§ EXERCISE AIM:
Which lines in the entries below contain the string "brown", with case counting? Pick out each such line and copy it in full.

□ □ □ □ □

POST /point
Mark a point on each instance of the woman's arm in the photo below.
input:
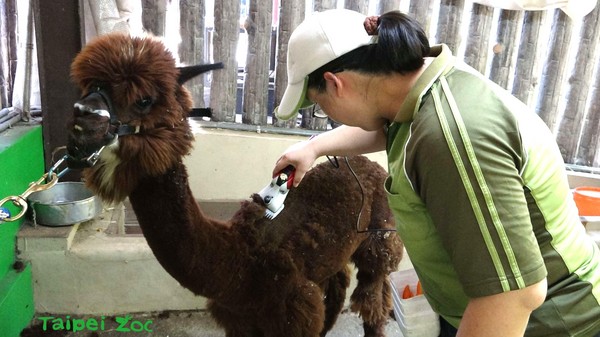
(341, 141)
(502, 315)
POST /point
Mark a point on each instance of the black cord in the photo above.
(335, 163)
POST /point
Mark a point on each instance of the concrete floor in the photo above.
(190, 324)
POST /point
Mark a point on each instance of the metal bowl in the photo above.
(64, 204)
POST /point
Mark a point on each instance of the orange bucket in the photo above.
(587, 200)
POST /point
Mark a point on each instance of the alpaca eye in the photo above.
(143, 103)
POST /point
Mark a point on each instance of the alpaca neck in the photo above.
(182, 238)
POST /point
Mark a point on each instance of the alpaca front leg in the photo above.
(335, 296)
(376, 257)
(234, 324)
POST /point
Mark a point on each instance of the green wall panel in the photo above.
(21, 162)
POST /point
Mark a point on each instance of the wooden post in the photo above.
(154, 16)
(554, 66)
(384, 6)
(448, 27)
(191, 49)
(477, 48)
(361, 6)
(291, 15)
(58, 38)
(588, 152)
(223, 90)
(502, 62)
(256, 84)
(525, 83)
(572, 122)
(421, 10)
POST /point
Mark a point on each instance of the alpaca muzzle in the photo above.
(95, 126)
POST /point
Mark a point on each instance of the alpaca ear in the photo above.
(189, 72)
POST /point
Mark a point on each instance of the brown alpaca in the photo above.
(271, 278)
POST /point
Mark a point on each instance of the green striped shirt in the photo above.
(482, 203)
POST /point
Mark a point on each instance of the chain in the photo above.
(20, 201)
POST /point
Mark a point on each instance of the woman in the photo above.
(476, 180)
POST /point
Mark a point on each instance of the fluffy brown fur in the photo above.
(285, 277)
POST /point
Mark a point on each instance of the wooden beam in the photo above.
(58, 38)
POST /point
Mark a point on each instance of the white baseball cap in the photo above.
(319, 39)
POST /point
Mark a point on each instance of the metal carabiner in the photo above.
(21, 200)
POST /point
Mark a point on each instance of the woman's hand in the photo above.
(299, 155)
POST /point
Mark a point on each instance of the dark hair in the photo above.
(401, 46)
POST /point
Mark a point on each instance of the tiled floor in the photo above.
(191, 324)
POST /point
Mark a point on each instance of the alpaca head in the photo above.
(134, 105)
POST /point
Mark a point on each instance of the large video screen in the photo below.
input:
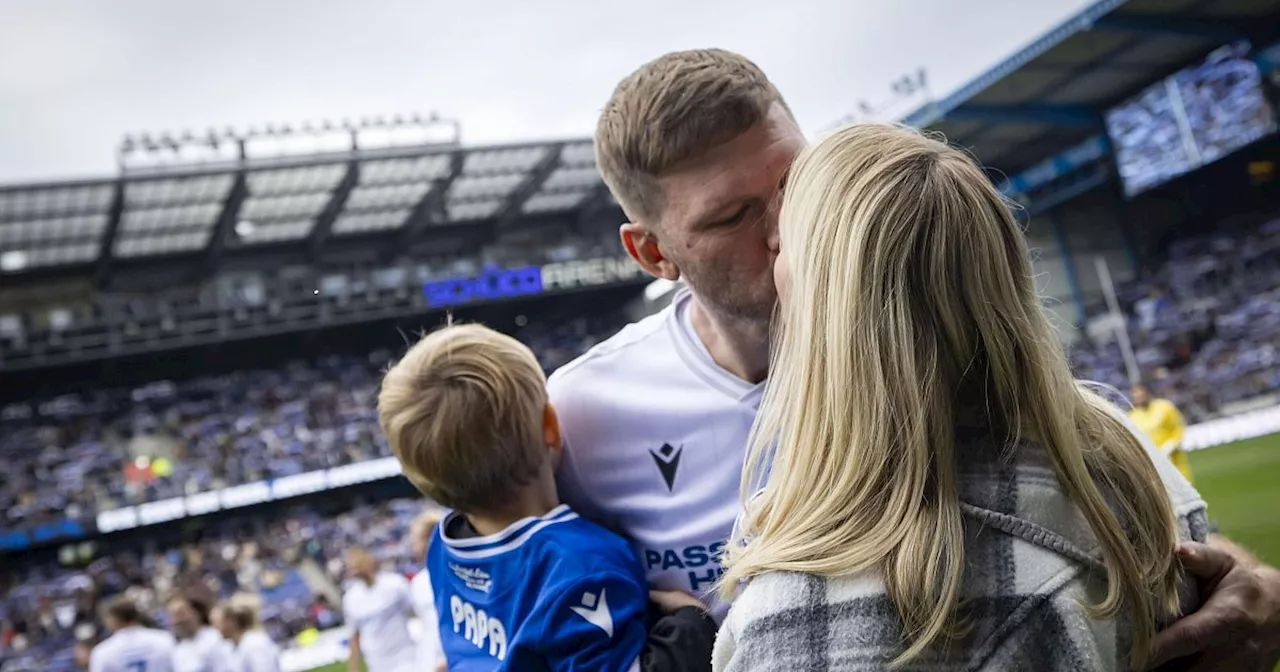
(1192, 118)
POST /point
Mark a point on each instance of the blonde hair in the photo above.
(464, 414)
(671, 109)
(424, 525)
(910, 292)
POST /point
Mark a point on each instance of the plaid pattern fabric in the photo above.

□ □ □ □ □

§ OUTPUT BELOW:
Mark a point on each instance of the brown alpaca in the photo above.
Mark a point on each instance of the fluffy brown fur in the photo above.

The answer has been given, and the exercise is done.